» **Prompt 1**:
According to the passage on early twentieth-century American history, how many soldiers did the American army have when Congress declared war on Germany in 1917?
» **Prompt 2**:
Decide whether each statement agrees with the passage on early twentieth-century American history, and back each yes or no with the deciding words from the passage: (a) The Socialist Party's best result in a presidential race was 6 percent of the vote in 1912. (b) The U.S. Senate ratified the Treaty of Versailles. (c) Germany asked for peace in October.

==== Selection ====

The movement's supporters were primarily economists,
sociologists, technicians, and civil servants who sought
scientific, cost-effective solutions to political problems.
Social workers went into the slums to
establish settlement houses, which provided the poor with
health services and recreation. Prohibitionists demanded an
end to the sale of liquor, partly to prevent the suffering
that alcoholic husbands inflicted on their wives and
children. In the cities, reform politicians fought
corruption, regulated public transportation, and built
municipally owned utilities. States passed laws restricting
child labor, limiting workdays, and providing compensation
for injured workers.
Some Americans favored more radical
ideologies. The Socialist Party, led by Eugene V. Debs,
advocated a peaceful, democratic transition to a state-run
economy. But socialism never found a solid footing in the
United States -- the party's best showing in a presidential
race was 6 percent of the vote in 1912.

WAR AND PEACE
When World War I erupted in Europe in 1914,
President Woodrow Wilson urged a policy of strict American
neutrality. Germany's declaration of unrestricted submarine
warfare against all ships bound for Allied ports undermined
that position. When Congress declared war on Germany in
1917, the American army was a force of only 200,000
soldiers. Millions of men had to be drafted, trained, and
shipped across the submarine-infested Atlantic. A full year
passed before the U.S. Army was ready to make a significant
contribution to the war effort.
By the fall of 1918, Germany's position had
become hopeless. Its armies were retreating in the face of a
relentless American buildup. In October Germany asked for
peace, and an armistice was declared on November 11. In 1919
Wilson himself went to Versailles to help draft the peace
treaty. Although he was cheered by crowds in the Allied
capitals, at home his international outlook was less
popular. His idea of a League of Nations was included in the
Treaty of Versailles, but the U.S. Senate did not ratify the
treaty, and the United States did not participate in the
league.
The majority of Americans did not mourn the
defeated treaty. They turned inward, and the United States
withdrew from European affairs. At the same time, Americans
were becoming hostile to foreigners in their midst. In 1919
a series of terrorist bombings produced the "Red Scare."

==== Data entries ====

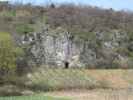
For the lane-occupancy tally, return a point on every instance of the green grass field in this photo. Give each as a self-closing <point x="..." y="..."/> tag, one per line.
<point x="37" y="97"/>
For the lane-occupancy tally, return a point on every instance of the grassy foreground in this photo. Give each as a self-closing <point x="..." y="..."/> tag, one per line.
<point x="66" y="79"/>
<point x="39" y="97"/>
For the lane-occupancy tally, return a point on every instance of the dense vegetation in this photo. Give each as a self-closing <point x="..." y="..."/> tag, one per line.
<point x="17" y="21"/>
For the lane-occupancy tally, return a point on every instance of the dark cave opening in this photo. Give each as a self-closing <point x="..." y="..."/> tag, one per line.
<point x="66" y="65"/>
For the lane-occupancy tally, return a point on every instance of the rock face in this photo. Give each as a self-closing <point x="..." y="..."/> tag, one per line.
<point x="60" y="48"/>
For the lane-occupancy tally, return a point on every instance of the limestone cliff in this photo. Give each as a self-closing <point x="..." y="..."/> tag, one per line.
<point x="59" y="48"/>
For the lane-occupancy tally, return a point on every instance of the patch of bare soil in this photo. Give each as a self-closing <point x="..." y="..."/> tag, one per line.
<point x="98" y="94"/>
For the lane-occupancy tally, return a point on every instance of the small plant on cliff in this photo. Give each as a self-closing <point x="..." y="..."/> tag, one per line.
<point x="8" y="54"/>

====
==== Data entries ====

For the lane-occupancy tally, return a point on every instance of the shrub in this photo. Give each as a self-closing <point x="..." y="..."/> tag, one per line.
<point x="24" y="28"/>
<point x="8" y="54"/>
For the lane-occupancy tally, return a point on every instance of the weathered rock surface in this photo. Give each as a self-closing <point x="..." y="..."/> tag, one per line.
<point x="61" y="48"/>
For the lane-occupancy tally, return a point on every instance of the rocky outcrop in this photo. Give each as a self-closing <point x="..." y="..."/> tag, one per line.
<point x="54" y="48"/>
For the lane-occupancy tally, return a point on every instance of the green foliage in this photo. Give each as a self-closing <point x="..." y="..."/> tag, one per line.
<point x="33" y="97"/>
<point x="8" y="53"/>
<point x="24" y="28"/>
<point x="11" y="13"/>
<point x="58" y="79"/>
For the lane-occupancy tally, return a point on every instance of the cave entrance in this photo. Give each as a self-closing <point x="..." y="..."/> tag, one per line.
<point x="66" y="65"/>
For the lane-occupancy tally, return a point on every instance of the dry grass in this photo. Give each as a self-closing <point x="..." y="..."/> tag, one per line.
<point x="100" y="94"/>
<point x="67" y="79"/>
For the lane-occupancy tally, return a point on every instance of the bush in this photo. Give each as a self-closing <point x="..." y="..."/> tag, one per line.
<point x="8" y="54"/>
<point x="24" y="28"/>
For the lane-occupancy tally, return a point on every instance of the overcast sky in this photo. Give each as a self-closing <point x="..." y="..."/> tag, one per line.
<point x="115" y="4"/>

====

» **Complete answer 1**:
Only 200,000 soldiers.

» **Complete answer 2**:
(a) Yes: "the party's best showing in a presidential race was 6 percent of the vote in 1912."
(b) No: "the U.S. Senate did not ratify the treaty."
(c) Yes: "In October Germany asked for peace."